STATED TASK:
Copy the entries from the line holding "Annotate the white stripe" through the line holding "<point>243,136</point>", inclusive, substituting "shirt" for "jersey" and leaving the rest unchanged. Omit the pictures from your copy.
>> begin SUPPLIED MATERIAL
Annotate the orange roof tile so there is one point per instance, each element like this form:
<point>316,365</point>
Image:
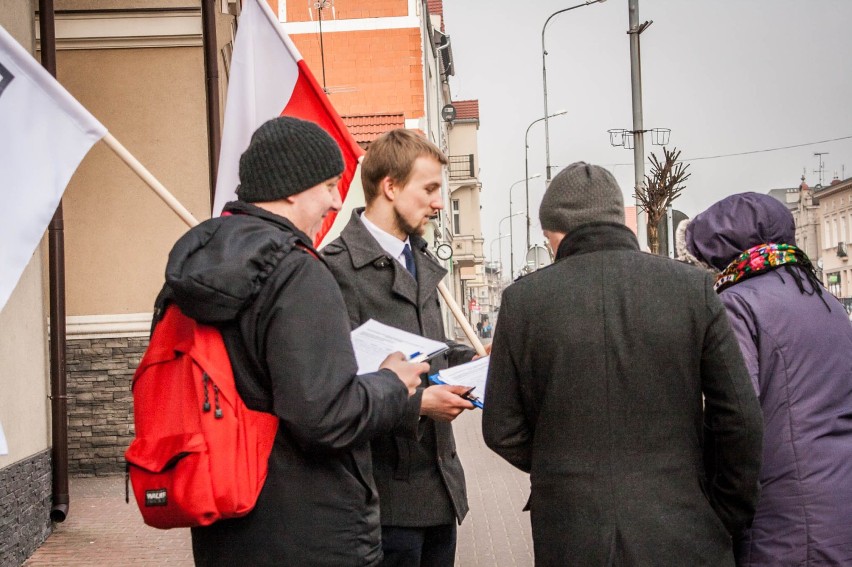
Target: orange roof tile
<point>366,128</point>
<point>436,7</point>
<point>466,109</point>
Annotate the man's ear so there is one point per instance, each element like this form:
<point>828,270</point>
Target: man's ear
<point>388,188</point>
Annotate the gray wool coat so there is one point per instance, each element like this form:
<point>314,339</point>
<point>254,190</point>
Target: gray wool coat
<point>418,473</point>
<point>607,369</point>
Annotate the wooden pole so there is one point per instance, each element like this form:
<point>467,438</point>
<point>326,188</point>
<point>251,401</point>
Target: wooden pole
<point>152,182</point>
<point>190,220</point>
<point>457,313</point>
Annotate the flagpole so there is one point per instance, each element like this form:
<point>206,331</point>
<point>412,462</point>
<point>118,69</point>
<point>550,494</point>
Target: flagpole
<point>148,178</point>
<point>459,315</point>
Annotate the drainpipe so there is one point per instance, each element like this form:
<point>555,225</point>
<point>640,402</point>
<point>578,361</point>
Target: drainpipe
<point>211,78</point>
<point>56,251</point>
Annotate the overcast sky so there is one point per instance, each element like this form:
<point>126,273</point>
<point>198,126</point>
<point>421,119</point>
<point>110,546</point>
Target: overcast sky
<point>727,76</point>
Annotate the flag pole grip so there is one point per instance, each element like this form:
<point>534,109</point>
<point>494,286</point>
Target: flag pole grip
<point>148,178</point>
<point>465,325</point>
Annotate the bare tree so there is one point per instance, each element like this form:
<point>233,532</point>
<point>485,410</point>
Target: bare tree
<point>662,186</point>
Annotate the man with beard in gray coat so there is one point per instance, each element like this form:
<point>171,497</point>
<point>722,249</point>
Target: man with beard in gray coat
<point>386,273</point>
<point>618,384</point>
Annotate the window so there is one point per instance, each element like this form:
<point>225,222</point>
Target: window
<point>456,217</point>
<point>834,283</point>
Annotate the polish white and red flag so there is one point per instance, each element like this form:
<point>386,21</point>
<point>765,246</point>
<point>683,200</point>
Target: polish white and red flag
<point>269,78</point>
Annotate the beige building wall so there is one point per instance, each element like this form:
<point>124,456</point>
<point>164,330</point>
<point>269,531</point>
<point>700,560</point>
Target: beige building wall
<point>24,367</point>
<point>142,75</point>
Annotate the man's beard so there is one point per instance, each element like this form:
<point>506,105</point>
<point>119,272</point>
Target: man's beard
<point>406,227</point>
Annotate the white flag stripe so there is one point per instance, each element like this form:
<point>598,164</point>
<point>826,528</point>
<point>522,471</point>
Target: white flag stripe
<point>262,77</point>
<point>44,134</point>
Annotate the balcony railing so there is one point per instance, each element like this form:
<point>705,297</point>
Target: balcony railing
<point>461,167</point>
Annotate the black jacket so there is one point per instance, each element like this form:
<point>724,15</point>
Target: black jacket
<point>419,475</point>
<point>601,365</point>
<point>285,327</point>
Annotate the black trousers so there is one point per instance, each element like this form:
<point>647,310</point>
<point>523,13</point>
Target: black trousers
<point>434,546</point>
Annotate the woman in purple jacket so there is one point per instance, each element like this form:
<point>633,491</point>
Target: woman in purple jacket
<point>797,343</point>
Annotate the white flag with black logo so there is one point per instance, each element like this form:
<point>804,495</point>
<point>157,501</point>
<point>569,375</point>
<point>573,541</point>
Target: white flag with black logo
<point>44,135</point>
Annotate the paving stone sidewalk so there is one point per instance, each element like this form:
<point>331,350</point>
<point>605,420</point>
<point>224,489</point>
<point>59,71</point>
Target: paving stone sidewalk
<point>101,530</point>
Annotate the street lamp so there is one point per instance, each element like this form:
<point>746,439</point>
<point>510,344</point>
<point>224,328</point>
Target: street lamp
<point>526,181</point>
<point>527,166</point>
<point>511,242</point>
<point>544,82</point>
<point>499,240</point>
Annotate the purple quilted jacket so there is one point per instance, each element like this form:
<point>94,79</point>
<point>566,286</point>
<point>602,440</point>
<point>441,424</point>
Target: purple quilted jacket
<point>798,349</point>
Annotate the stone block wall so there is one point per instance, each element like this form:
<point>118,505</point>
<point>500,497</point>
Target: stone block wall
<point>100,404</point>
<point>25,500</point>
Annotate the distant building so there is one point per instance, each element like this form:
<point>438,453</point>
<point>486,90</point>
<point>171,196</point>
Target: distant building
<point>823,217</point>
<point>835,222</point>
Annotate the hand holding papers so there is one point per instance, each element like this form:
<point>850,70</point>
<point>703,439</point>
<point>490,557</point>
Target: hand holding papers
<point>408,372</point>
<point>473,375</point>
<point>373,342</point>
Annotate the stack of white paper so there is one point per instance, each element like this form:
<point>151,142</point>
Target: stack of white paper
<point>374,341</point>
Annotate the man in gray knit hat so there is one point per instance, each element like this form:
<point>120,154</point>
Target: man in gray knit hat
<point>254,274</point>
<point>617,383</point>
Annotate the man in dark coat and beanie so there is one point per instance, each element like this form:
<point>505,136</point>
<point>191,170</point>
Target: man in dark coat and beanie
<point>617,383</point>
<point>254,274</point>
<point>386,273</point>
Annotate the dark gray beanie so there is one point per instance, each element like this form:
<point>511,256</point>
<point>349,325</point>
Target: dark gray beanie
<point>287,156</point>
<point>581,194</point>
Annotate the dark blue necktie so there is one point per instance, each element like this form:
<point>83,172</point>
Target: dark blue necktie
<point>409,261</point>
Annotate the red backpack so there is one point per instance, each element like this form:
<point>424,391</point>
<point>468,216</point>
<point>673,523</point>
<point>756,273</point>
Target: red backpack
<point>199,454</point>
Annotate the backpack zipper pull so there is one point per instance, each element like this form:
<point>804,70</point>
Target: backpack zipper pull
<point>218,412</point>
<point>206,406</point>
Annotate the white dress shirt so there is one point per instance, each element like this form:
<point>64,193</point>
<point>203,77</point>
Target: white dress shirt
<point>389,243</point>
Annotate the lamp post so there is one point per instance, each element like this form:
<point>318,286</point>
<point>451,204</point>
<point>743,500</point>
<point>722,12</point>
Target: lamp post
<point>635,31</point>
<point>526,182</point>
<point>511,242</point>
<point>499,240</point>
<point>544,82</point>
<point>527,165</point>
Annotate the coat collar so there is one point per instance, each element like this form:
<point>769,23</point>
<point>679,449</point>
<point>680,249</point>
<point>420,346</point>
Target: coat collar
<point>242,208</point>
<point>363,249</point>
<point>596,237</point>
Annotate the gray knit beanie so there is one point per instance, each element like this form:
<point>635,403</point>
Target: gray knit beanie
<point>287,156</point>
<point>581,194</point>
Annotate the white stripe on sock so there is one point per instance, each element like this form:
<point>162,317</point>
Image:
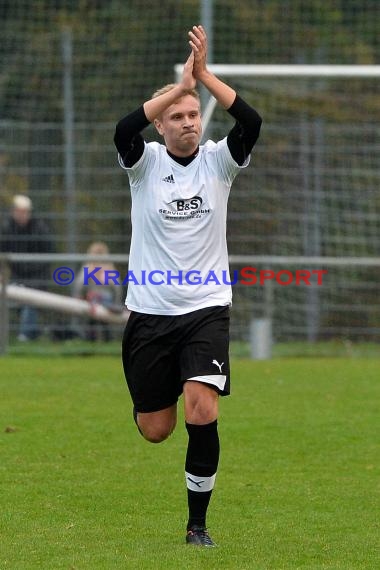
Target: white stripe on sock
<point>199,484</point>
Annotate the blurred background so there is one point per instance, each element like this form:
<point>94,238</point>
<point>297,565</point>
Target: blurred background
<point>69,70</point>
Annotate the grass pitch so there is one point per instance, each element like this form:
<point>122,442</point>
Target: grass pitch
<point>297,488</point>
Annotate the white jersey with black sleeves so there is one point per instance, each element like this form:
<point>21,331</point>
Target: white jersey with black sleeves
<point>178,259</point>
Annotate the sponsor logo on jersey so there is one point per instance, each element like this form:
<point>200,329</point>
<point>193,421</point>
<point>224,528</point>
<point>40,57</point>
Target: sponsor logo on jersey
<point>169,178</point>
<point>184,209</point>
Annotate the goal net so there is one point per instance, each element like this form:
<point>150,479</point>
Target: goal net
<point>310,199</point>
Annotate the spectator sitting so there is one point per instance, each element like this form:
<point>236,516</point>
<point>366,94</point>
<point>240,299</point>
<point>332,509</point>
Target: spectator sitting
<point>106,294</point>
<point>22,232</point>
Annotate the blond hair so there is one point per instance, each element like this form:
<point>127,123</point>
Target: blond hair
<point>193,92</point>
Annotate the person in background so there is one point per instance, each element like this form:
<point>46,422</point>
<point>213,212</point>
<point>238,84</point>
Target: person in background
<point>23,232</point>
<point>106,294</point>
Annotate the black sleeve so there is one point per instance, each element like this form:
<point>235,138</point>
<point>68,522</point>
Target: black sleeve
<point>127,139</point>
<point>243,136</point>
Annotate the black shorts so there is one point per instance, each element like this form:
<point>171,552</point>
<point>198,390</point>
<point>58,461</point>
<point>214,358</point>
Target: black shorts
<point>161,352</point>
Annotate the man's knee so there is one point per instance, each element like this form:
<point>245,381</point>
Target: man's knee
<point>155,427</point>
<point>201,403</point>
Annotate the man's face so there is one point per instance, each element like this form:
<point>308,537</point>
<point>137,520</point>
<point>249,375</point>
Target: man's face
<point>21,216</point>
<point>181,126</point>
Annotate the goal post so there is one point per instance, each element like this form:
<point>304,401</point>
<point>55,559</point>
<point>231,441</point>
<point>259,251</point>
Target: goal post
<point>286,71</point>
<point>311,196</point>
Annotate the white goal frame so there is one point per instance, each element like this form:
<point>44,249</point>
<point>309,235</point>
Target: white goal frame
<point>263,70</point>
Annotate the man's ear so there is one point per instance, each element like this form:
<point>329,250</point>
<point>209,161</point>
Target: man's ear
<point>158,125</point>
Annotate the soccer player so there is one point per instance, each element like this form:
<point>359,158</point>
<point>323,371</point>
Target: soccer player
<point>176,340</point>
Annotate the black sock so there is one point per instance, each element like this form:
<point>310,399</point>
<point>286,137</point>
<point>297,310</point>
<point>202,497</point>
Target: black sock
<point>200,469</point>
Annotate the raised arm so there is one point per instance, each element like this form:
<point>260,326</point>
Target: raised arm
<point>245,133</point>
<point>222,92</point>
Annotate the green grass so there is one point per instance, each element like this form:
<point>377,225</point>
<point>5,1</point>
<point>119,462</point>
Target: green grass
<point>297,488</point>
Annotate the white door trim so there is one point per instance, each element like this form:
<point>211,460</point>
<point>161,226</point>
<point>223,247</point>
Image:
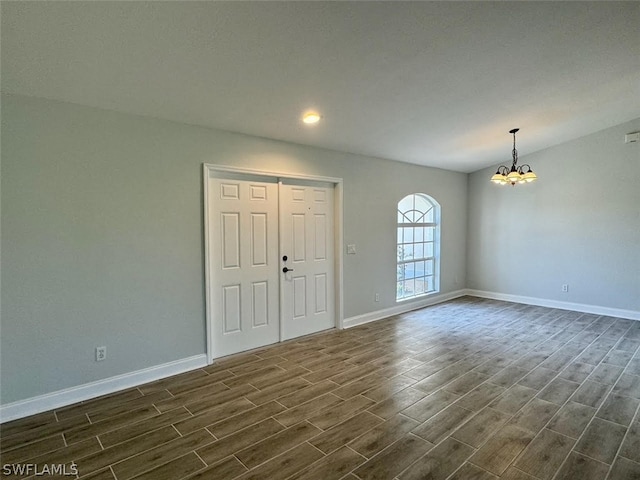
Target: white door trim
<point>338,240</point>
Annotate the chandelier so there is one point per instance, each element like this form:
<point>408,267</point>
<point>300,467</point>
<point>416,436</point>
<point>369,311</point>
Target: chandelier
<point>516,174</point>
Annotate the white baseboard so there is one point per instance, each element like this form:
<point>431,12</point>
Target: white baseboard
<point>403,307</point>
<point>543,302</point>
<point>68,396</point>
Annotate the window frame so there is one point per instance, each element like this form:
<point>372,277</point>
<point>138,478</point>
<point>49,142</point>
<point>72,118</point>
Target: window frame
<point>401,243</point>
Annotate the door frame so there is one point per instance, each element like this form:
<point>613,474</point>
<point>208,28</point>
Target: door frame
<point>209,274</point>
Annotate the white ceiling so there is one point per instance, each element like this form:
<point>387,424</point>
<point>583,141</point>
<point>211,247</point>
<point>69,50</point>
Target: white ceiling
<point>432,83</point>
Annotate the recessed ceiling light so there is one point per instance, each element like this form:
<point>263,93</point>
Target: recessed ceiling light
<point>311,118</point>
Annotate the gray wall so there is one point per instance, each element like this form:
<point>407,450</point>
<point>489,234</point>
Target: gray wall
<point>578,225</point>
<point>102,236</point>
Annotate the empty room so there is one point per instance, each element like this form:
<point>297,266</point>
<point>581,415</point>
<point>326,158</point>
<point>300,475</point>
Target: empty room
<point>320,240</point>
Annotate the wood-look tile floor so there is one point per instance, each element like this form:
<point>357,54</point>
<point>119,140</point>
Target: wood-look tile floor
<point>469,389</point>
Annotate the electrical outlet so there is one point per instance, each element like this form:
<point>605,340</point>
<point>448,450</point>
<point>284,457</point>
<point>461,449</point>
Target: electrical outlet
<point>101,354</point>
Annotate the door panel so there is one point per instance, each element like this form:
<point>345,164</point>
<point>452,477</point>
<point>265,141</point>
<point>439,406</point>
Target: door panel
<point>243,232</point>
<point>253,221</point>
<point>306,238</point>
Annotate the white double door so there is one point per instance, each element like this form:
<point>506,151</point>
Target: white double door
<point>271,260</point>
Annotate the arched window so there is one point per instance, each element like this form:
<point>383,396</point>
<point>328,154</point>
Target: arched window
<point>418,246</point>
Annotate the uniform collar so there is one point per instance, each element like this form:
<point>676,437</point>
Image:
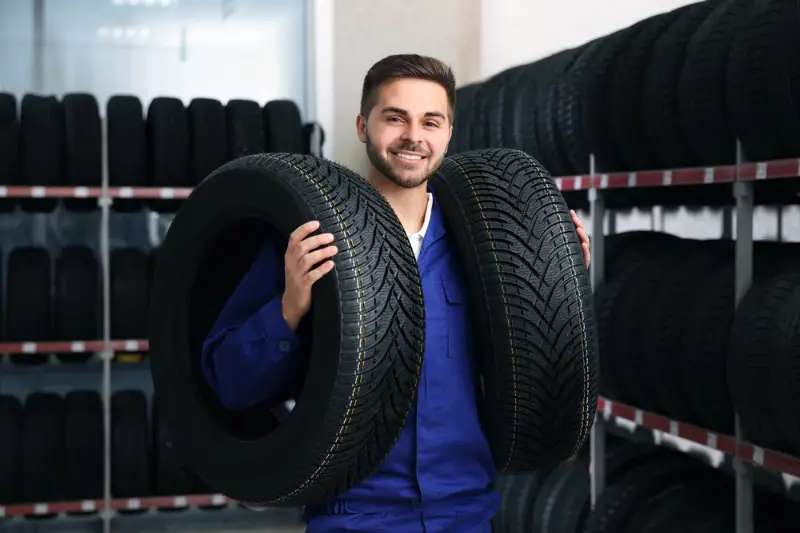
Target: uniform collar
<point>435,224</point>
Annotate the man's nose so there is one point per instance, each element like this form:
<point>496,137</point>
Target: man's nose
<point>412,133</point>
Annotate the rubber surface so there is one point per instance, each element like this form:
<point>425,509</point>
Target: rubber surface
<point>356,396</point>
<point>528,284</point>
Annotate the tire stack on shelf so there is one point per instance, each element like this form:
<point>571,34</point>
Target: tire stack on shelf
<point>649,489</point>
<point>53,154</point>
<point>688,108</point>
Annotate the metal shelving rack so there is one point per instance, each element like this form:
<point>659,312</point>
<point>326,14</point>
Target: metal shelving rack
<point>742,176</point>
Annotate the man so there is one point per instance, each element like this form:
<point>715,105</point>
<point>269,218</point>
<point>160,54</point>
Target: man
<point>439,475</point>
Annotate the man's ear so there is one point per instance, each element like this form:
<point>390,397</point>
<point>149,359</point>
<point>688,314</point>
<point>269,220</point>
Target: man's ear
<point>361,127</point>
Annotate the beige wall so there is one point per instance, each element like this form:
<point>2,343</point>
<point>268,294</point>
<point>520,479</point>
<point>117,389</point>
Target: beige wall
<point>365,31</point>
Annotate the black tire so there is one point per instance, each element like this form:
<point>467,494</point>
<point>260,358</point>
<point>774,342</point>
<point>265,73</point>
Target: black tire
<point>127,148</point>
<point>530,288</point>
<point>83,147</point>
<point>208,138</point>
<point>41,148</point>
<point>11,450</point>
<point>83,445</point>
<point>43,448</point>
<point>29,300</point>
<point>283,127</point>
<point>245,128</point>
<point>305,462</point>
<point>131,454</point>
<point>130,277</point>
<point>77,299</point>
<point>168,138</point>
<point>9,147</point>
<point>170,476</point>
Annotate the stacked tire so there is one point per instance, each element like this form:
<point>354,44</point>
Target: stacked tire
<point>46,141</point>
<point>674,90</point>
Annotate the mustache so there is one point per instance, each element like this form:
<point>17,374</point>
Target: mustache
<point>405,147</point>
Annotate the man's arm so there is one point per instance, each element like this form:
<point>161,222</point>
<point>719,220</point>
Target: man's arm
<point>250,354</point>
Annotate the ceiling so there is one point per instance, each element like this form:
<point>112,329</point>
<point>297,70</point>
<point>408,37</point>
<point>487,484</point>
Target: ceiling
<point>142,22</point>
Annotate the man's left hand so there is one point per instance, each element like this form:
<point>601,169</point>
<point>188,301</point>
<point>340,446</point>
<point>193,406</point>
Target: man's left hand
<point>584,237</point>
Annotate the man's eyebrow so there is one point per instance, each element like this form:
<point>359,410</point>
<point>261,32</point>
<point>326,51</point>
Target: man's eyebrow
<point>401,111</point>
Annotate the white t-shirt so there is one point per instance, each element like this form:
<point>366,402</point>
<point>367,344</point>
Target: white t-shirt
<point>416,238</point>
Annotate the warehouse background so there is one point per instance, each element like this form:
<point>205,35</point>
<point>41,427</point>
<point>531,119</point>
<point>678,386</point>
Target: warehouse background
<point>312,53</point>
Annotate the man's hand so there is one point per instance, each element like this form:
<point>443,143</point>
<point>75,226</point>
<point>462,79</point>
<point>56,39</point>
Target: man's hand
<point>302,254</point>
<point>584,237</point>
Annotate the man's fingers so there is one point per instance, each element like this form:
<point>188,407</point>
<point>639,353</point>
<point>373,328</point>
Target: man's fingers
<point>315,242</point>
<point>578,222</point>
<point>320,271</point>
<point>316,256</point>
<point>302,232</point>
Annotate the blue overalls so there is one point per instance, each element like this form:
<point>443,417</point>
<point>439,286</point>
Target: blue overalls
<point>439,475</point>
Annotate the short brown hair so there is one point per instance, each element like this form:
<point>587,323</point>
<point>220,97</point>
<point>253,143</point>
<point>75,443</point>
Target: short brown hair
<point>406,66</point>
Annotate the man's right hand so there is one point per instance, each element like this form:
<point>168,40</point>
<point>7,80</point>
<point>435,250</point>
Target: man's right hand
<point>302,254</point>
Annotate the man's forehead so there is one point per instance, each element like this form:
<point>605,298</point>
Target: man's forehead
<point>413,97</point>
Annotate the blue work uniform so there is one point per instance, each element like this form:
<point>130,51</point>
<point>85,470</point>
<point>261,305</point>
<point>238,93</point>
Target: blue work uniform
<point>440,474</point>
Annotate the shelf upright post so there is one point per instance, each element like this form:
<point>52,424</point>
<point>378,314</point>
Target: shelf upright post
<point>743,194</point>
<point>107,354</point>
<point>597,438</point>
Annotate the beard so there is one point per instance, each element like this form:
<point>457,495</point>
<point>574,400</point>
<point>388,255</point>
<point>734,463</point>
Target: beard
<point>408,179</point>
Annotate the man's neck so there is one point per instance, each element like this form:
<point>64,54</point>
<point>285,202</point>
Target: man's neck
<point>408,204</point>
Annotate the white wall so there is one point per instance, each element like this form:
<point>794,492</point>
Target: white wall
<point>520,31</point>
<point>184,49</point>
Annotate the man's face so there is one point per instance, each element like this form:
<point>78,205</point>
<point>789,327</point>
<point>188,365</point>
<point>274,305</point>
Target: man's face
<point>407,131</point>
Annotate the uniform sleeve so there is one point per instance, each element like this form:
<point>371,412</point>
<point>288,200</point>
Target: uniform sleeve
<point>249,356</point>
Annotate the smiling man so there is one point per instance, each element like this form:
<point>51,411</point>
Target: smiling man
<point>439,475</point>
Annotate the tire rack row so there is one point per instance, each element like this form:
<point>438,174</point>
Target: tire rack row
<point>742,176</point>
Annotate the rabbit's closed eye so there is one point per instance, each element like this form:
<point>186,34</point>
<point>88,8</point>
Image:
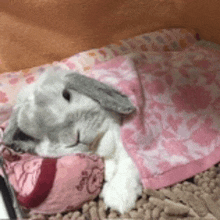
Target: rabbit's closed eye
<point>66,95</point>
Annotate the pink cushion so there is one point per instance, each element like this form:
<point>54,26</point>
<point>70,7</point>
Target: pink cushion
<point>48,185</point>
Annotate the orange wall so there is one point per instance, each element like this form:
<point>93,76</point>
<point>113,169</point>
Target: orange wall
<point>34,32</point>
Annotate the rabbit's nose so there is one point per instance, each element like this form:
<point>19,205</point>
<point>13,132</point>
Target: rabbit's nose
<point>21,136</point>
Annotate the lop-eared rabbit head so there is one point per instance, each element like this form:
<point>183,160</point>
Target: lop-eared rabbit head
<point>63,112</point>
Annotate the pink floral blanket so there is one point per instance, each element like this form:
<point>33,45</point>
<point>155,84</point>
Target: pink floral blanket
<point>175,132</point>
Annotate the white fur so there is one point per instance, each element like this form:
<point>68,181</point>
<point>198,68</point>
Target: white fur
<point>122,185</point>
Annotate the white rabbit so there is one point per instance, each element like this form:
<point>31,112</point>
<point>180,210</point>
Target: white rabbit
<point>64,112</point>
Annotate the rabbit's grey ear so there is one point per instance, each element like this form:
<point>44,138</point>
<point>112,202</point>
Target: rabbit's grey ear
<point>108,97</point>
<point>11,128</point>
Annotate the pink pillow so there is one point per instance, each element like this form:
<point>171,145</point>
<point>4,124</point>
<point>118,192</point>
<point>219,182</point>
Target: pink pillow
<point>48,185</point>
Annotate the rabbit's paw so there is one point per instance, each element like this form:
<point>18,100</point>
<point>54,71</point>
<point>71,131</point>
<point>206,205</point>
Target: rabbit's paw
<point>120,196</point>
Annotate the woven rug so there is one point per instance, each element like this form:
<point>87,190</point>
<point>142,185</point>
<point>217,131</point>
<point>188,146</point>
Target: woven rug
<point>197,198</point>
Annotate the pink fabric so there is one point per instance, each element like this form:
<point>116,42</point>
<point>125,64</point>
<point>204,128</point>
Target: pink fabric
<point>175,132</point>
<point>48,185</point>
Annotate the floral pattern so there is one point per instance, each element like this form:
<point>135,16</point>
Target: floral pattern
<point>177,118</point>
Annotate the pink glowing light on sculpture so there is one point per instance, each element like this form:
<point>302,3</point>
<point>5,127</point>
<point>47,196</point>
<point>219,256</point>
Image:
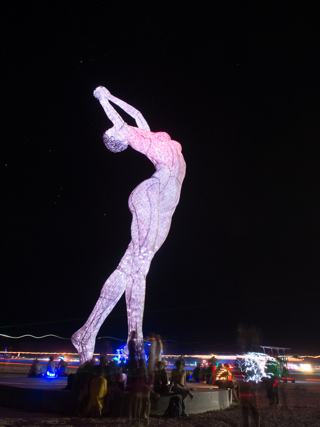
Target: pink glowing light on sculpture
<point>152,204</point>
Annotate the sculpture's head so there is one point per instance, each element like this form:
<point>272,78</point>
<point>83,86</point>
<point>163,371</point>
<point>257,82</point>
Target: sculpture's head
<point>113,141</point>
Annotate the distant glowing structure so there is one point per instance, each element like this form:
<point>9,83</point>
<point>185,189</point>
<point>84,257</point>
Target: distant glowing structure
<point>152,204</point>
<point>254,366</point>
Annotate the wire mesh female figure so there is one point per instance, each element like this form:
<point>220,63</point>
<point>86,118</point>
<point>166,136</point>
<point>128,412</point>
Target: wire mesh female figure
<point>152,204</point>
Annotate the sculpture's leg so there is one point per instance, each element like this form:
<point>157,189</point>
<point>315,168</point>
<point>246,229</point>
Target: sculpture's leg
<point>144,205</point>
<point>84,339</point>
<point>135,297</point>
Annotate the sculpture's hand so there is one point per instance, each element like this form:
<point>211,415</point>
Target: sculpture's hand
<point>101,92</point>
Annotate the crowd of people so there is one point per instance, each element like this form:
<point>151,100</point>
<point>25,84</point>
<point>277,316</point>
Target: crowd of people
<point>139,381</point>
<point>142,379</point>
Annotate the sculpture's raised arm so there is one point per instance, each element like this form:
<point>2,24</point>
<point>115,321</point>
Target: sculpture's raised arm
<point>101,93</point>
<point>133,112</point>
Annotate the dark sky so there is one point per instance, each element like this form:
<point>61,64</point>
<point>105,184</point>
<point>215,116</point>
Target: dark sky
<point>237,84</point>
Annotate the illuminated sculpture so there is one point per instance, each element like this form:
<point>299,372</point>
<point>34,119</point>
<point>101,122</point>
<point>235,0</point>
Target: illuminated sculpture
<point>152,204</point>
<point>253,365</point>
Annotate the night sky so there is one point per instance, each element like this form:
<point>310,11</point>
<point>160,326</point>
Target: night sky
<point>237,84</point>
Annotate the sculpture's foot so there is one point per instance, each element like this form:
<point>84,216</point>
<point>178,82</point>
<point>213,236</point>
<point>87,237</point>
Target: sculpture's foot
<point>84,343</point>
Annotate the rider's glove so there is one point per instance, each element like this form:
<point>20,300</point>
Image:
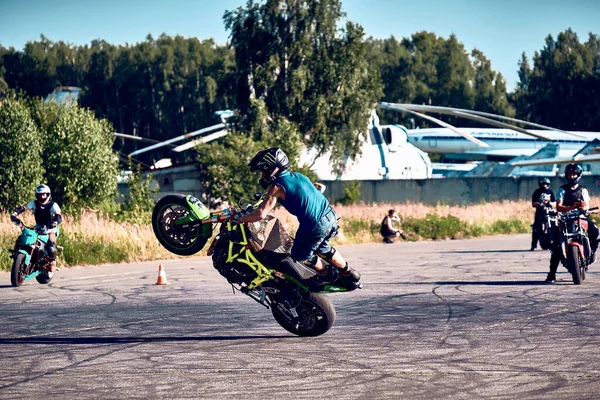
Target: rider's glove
>> end SUPPLIED MATERIAL
FULL SOLUTION:
Annotate the white stripe on sock so there is one point per instance, each element like this form:
<point>162,317</point>
Image:
Target: white stripe on sock
<point>199,484</point>
Annotate the blurred background so there is one point per instance, each element like this form:
<point>94,238</point>
<point>297,565</point>
Target: blurred background
<point>69,70</point>
Annotate the grass pitch so there is one point per instance, each element like this form:
<point>122,442</point>
Target: grass pitch
<point>297,488</point>
Annotate the white shirt with black sleeves so there is one point per instance, each element like this form:
<point>21,331</point>
Target: white shirt with black sleeves
<point>178,259</point>
Annotate the sponsor logo on shirt so there is one point per instance, each element like this form:
<point>200,329</point>
<point>193,421</point>
<point>224,528</point>
<point>40,57</point>
Target: sponsor logo on shirt
<point>169,178</point>
<point>184,209</point>
Annotate the goal net so there is one point per instance, each element like this form:
<point>150,479</point>
Target: goal net
<point>310,199</point>
Annotate the spectator sitting so there is one point per instance, each element like this form:
<point>236,516</point>
<point>366,94</point>
<point>240,299</point>
<point>332,509</point>
Target: spectator sitting
<point>106,294</point>
<point>22,232</point>
Annotate the blond hair so there is one point per instance, each element like this form:
<point>127,123</point>
Target: blond hair
<point>193,92</point>
Annotate the person in background so there is one point per instance, each element like this form:
<point>46,422</point>
<point>213,212</point>
<point>238,84</point>
Target: person in background
<point>23,232</point>
<point>106,294</point>
Annotate the black sleeve so there is one point per instance, each element like this form:
<point>235,138</point>
<point>68,522</point>
Target: black sleeve
<point>127,139</point>
<point>243,136</point>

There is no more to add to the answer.